• **Excerpted text**
---+---
The RD45 project was reviewed by the LCB in April 1998, and recommended for continuation for a further 18 months, with the following milestones and comments:
"The project has achieved the initial R&D goal of investigating and identifying potential solutions to the problem of persistent data storage for LHC experiments. The proposed solution: ODBMS (Objectivity) is now adopted for data persistency not only by all the LHC experiments but by many others (BaBar, NA45, COMPASS, RHIC) ready to take data in 1-2 years.
RD45 has met the 1997 milestones set by the LCB and is congratulated for its excellent work. The project has addressed many of the initial questions about the use of object databases for data persistence during its four-year lifetime and shown that commercial solutions can be applied. The project is now moving into a new phase combining the creation of a production data management service while at the same time continuing R&D to enable the technologies to be used effectively in LHC collaborations. In this new phase, in which R&D will be carried out in parallel with production activities which are equally important in validating the overall strategy, the LHC experiments are expected to actively participate in defining and performing the necessary R&D. The LCB recommends that the project be continued with the next status report scheduled in 18 months time in order to accommodate both production and R&D activities. The LCB internal referees should make a brief status report to the LCB at 6 month intervals."
LCB endorsed the following proposed milestones:
LCB asked that a list of very specific R&D activities, concerning point 4), be identified between the project and experiments, and discussed in the next meeting.
---+---
• **Supplied data**
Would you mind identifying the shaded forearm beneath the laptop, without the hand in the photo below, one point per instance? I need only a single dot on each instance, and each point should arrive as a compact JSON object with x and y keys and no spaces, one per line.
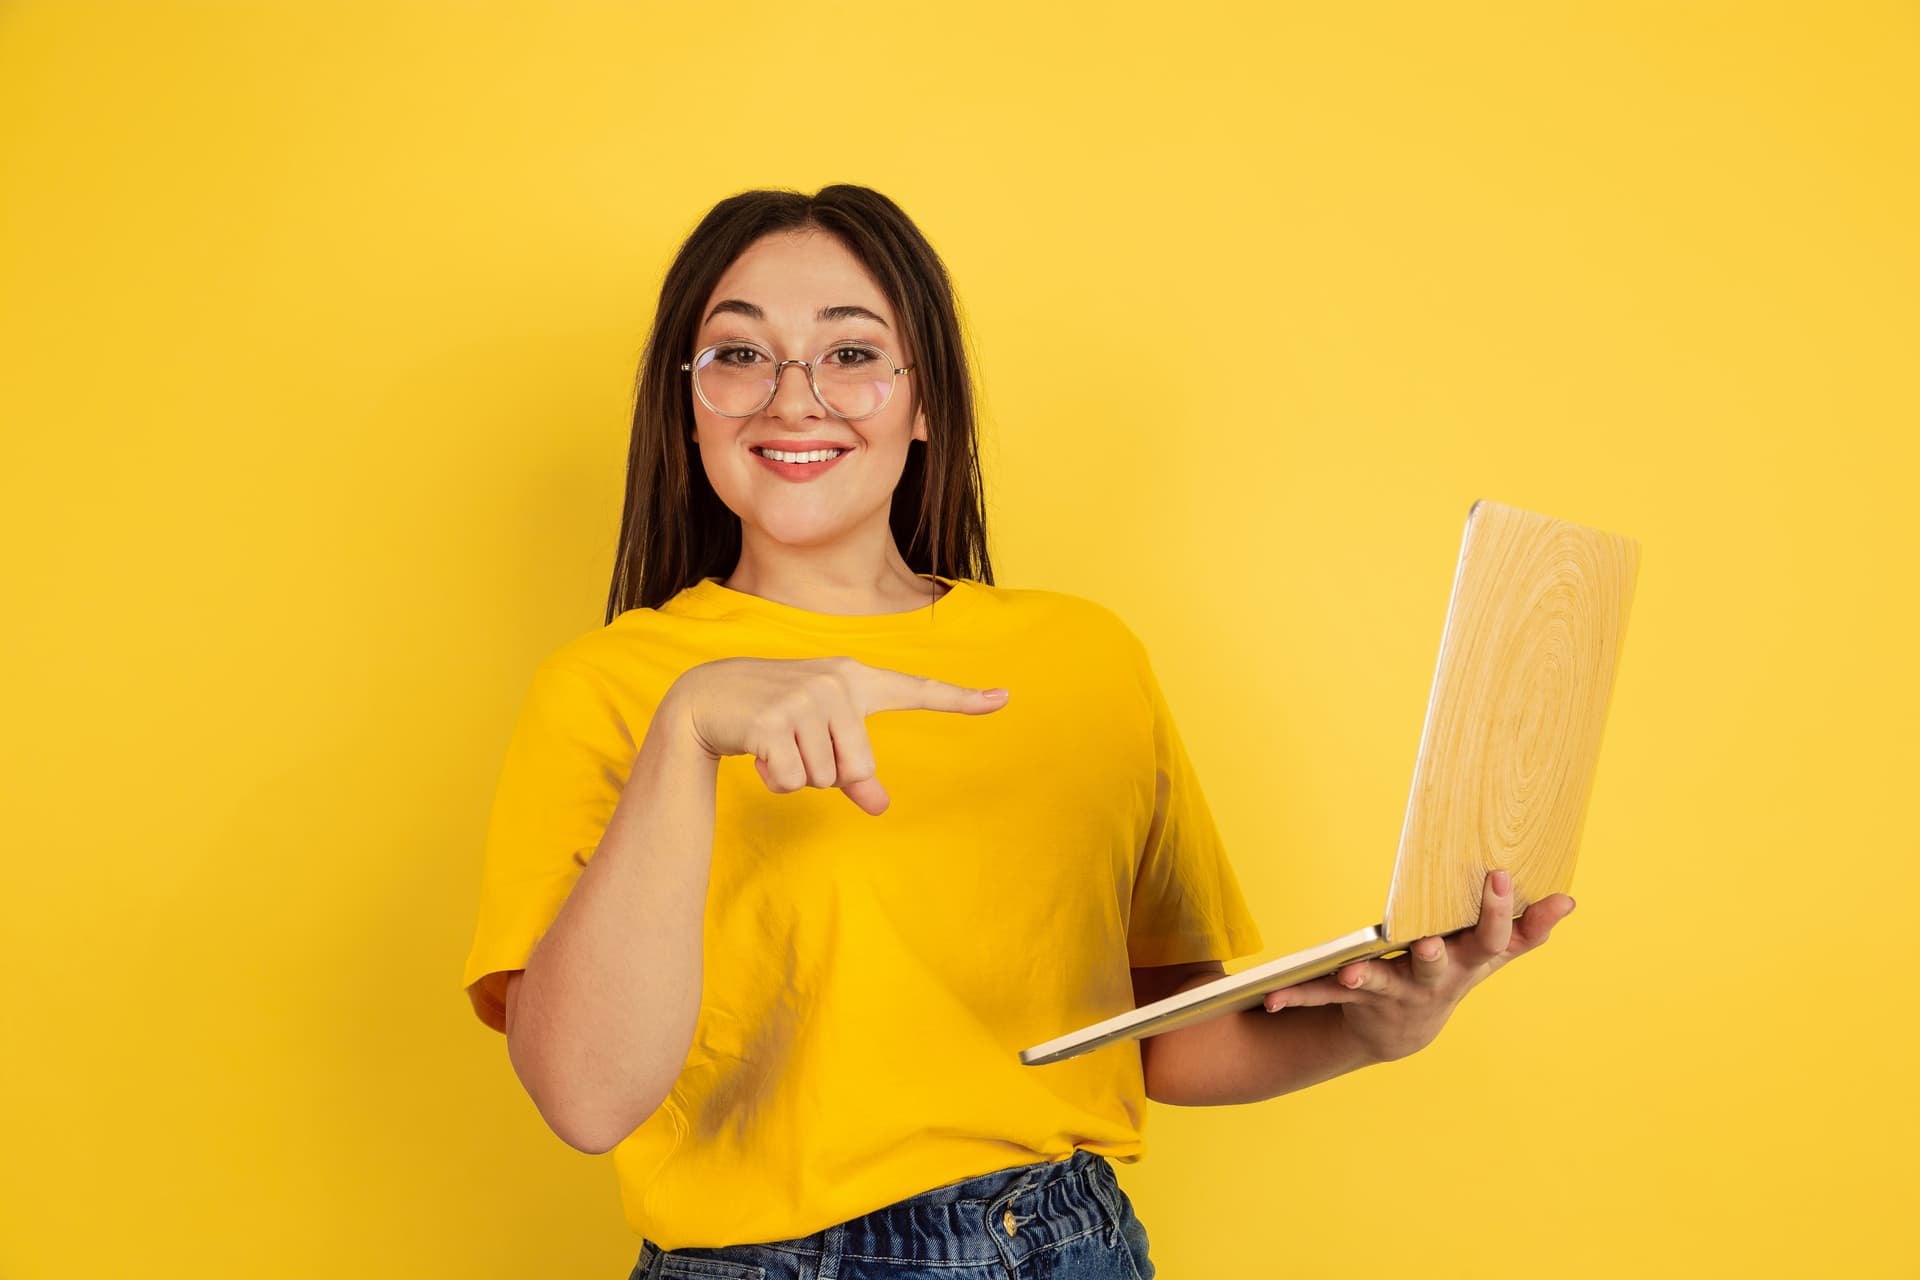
{"x":1249,"y":1056}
---+---
• **What you need to do**
Please write out the RD45 review passage at the top again, word for word and in full.

• **Completed task**
The RD45 project was reviewed by the LCB in April 1998, and recommended for continuation for a further 18 months, with the following milestones and comments:
"The project has achieved the initial R&D goal of investigating and identifying potential solutions to the problem of persistent data storage for LHC experiments. The proposed solution: ODBMS (Objectivity) is now adopted for data persistency not only by all the LHC experiments but by many others (BaBar, NA45, COMPASS, RHIC) ready to take data in 1-2 years.
RD45 has met the 1997 milestones set by the LCB and is congratulated for its excellent work. The project has addressed many of the initial questions about the use of object databases for data persistence during its four-year lifetime and shown that commercial solutions can be applied. The project is now moving into a new phase combining the creation of a production data management service while at the same time continuing R&D to enable the technologies to be used effectively in LHC collaborations. In this new phase, in which R&D will be carried out in parallel with production activities which are equally important in validating the overall strategy, the LHC experiments are expected to actively participate in defining and performing the necessary R&D. The LCB recommends that the project be continued with the next status report scheduled in 18 months time in order to accommodate both production and R&D activities. The LCB internal referees should make a brief status report to the LCB at 6 month intervals."
LCB endorsed the following proposed milestones:
LCB asked that a list of very specific R&D activities, concerning point 4), be identified between the project and experiments, and discussed in the next meeting.